Assigned task:
Reproduce the entries beneath exactly, without their images.

▬▬▬▬▬▬▬▬▬▬

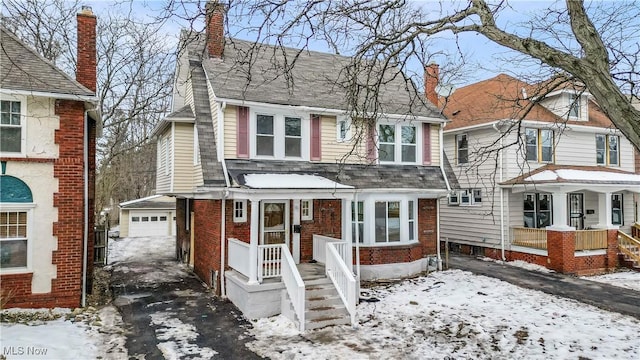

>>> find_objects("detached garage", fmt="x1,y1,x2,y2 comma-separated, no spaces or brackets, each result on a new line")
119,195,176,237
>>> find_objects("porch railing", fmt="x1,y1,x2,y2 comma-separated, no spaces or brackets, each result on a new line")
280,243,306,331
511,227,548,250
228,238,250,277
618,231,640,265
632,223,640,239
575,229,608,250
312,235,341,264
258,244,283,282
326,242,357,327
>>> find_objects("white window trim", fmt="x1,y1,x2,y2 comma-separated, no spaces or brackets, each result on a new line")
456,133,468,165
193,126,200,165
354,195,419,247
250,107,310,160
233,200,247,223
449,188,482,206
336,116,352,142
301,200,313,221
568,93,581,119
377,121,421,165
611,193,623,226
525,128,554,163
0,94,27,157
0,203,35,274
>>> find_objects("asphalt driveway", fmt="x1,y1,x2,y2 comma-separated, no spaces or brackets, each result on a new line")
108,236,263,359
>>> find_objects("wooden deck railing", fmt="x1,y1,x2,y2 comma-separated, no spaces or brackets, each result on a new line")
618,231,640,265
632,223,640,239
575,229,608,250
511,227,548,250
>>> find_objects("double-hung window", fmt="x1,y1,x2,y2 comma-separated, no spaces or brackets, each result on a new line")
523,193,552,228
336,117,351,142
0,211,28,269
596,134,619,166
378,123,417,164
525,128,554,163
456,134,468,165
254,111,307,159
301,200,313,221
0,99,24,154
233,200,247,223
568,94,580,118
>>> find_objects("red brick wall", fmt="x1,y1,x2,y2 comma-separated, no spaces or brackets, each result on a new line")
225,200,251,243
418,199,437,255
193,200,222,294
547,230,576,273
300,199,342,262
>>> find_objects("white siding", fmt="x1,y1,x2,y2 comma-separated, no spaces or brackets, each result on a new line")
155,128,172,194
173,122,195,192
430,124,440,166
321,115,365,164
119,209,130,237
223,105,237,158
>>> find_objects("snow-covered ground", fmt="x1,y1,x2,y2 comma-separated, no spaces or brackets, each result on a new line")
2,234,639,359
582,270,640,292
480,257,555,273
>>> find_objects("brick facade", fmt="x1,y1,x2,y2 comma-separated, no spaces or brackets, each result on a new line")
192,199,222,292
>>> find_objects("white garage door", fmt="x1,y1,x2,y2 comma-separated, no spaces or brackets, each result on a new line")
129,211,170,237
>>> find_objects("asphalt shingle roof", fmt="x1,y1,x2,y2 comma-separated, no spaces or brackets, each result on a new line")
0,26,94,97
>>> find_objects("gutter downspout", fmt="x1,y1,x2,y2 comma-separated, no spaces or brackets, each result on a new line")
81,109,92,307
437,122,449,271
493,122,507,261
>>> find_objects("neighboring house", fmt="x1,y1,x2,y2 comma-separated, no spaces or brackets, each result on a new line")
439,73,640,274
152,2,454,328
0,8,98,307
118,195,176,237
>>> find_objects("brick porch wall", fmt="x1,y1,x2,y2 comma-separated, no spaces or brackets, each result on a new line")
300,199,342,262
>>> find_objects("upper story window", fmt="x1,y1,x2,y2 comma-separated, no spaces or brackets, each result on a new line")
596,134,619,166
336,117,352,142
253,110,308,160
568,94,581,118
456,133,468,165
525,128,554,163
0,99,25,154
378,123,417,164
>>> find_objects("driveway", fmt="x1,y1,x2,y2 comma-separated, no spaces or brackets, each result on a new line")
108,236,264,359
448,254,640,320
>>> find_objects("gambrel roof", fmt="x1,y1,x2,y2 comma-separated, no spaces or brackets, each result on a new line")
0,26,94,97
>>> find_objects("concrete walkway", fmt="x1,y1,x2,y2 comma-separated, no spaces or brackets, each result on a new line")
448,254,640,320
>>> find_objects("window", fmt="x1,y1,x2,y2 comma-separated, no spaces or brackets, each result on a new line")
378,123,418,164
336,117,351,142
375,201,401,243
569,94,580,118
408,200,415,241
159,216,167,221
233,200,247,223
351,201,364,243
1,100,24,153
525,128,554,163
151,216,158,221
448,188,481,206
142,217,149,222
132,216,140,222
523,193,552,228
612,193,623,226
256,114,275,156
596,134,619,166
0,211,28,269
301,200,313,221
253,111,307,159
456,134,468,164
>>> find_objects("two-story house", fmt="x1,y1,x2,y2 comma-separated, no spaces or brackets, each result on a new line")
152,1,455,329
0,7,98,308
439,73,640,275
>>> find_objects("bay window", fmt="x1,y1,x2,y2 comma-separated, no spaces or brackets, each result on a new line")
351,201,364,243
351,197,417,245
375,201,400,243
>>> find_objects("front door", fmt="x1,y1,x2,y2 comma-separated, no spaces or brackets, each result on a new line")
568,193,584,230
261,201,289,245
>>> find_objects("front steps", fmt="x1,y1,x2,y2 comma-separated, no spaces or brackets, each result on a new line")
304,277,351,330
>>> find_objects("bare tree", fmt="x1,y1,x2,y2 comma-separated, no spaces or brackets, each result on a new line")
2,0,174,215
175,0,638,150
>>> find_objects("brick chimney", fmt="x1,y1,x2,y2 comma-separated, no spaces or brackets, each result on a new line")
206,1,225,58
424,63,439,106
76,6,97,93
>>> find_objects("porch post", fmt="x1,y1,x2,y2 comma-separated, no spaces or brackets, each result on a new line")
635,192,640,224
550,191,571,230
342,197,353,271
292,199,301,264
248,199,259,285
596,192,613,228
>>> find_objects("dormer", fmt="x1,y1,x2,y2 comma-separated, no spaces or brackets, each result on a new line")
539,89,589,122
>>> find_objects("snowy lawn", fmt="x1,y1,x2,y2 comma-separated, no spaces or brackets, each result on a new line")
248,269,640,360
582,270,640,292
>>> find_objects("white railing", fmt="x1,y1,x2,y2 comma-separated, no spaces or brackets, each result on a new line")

▬▬▬▬▬▬▬▬▬▬

Exercise solution:
>>> find_objects("detached garage", fmt="x1,y1,x2,y2 comma-separated, no spaces or brackets, each result on a new line")
119,195,176,237
>>> find_objects("porch railing", fmt="x1,y1,x2,y2 comma-separated, no spaces or brackets, each result on a new line")
280,243,306,331
511,227,548,250
228,238,250,277
618,231,640,265
632,223,640,239
575,229,608,250
312,235,341,264
258,244,283,282
326,242,357,327
>>> find_objects("white window trim", fmt="x1,y1,x2,y2 comma-separated, no spaces or brackets, each result on a new line")
456,133,468,165
193,126,200,165
354,195,419,247
250,107,310,160
233,200,247,223
449,188,482,206
336,116,352,142
301,200,313,221
568,93,581,119
377,121,421,165
611,193,623,226
525,128,554,163
0,94,27,157
0,203,35,274
>>> find_objects("asphalt driveway", fmt="x1,y1,x2,y2 comma-separated, no spaces or brackets, each result on a new line")
108,236,263,359
>>> find_objects("wooden deck railing", fmt="x1,y1,x2,y2 comma-separated, no spaces or brackets, each result on a new line")
618,231,640,265
632,223,640,239
575,229,608,250
511,227,548,250
>>> find_objects("double-hung window", fmt="x1,y1,x2,y2 comma-separated, no spaces or brackets, each result on a new line")
523,193,552,228
336,117,351,142
0,211,28,269
596,134,619,166
378,123,417,164
525,128,554,163
456,134,468,165
254,111,307,159
301,200,313,221
0,99,24,154
233,200,247,223
568,94,580,118
>>> find_objects("red brick wall", fmt="x1,y1,x2,y2 comma-separated, no spaces or brackets, each result on a new line")
225,200,251,243
418,199,437,255
193,200,222,294
547,230,576,273
300,199,342,262
>>> find_objects("white siding", fmt="x1,y1,x2,y2 comma-separated, no spaces or brackets, each result on a new line")
155,128,172,194
173,122,195,192
430,124,440,166
321,115,365,164
119,209,130,237
223,105,237,158
>>> find_objects("snow-covered ground", fmt="x1,y1,x2,y2 comma-separated, no spaces or brackets, each result on a new line")
2,234,639,359
582,270,640,292
480,257,555,273
>>> find_objects("brick facade", fmt="x1,y1,x2,y2 comma-separated, no spaces or brackets, each result on a new line")
192,199,222,292
>>> find_objects("white garage door", fmt="x1,y1,x2,y2 comma-separated, no spaces or brackets, each result on a new line")
129,211,170,237
>>> find_objects("asphalt shingle roof", fmt="x1,y1,x2,y2 comma-separated, no spaces or brackets, each result on a new line")
0,26,94,97
>>> find_objects("gutter downspout", fmt="x1,y1,x2,y2 comma-separated, no spaces or brackets, each result on a new line")
81,109,92,307
437,122,449,271
493,122,507,261
>>> find_objects("neighboring house", fmt="x1,y1,x2,y2 comma-separated, no spaces or brackets, each result on a new line")
439,73,640,274
152,2,454,328
0,8,98,307
118,195,176,237
>>> find_objects("brick porch wall", fmt="x1,y1,x2,y2 comma-separated, no spaces or brackets, each result on a new line")
300,199,342,262
>>> find_objects("upper story window", fmt="x1,y1,x2,y2 comma-separated, no spaces or brackets, each result on a new line")
596,134,619,166
336,117,352,142
253,110,308,160
568,94,581,118
456,133,468,165
525,128,554,163
0,99,25,154
378,123,417,164
>>> find_objects("driveway", fmt="x1,y1,x2,y2 comma-separated, no spaces or brackets, each result on a new line")
108,236,264,359
448,254,640,320
>>> find_objects("gambrel roof", fmt="x1,y1,x2,y2 comma-separated, no spaces or brackets, each result on a new line")
0,26,94,97
>>> find_objects("concrete walkway", fmt="x1,y1,x2,y2 comma-separated, no spaces or brackets, each result on a new line")
448,254,640,320
>>> find_objects("window", fmt="x1,y1,x2,y2 comma-separated, no spaces or brackets, each result on a new line")
378,123,418,164
336,117,351,142
375,201,401,243
569,94,580,118
408,200,415,241
159,216,167,221
233,200,247,223
351,201,364,243
1,100,24,153
525,128,554,163
151,216,158,221
448,188,481,206
142,217,149,222
132,216,140,222
523,193,552,228
612,193,623,226
256,114,275,156
596,134,619,166
0,211,28,269
301,200,313,221
253,111,307,159
456,134,468,164
>>> find_objects("two-story house", fmt="x1,y1,x2,y2 comma-separated, no spaces or brackets, each result on a new line")
152,1,455,329
0,7,98,308
439,73,640,275
>>> find_objects("bay window", fmt="x1,y1,x2,y2 comma-separated, no spaces or brackets, each result on a new line")
351,201,364,243
351,197,417,245
375,201,400,243
>>> find_objects("front door", fmt="x1,y1,x2,y2 comma-separated, no spaces or brackets, each result on a new line")
568,193,584,230
261,201,289,245
>>> find_objects("front steps", fmt="x1,y1,x2,y2 comma-separated, no spaces or brackets, each result on a new line")
304,277,351,330
>>> find_objects("bare tree", fmt="x1,y1,x2,y2 comma-separated, no spaces or brackets, each result on a new line")
2,0,174,215
175,0,638,150
>>> find_objects("brick chimney", fmt="x1,y1,x2,y2 comma-separated, no spaces or brackets, each result on a new line")
206,1,225,58
424,63,439,106
76,6,97,93
>>> find_objects("porch post", fmt="x1,y1,x2,y2 comma-separated, no spaces or brackets, each result on a new line")
635,192,640,224
550,191,571,230
342,197,353,271
292,199,301,264
248,199,259,285
596,192,613,228
>>> find_objects("dormer", fmt="x1,y1,x2,y2 comma-separated, no spaces or brackets, each result on a new line")
539,89,589,122
>>> find_objects("snowy lawn", fmt="x1,y1,x2,y2 comma-separated, no spaces or brackets, each result on a new line")
248,269,640,360
582,270,640,292
>>> find_objects("white railing", fmt="x1,y1,x2,y2 comma-separated, no spaces or brackets, each result on a new line")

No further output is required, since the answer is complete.